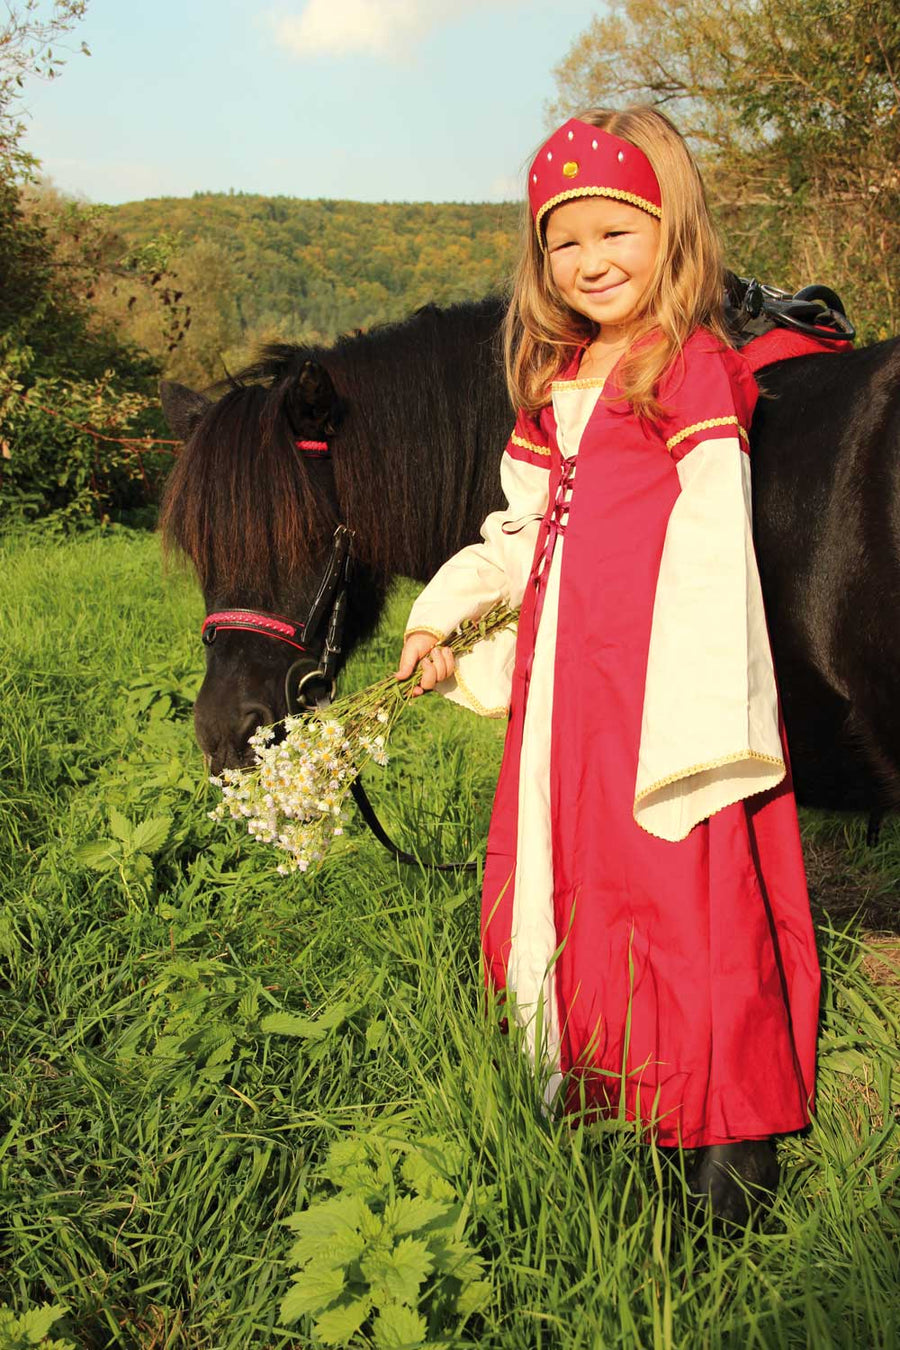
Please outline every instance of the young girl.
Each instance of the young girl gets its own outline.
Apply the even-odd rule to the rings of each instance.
==
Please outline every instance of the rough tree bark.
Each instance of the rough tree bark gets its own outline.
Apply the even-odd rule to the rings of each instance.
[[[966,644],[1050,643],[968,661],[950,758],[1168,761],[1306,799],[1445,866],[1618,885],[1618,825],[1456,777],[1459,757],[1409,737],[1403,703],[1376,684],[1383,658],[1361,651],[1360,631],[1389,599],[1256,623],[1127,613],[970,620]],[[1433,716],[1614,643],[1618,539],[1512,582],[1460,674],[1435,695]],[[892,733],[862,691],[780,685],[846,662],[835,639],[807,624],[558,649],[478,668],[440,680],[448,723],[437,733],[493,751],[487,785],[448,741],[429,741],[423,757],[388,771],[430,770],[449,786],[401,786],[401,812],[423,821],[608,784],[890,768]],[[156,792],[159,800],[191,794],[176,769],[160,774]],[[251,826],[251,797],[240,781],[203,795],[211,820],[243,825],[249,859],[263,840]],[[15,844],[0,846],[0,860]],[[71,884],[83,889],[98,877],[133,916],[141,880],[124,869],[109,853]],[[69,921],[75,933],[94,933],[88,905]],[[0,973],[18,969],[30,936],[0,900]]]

• [Exercise objective] Every line above that holds the word "outline" needs to be copied.

• [Result of this task]
Please outline every instance of the young girl.
Each instance of the young girl gets its own outline.
Please outline every instance of the rough tree bark.
Each instance of the rough tree bark gets its own outline.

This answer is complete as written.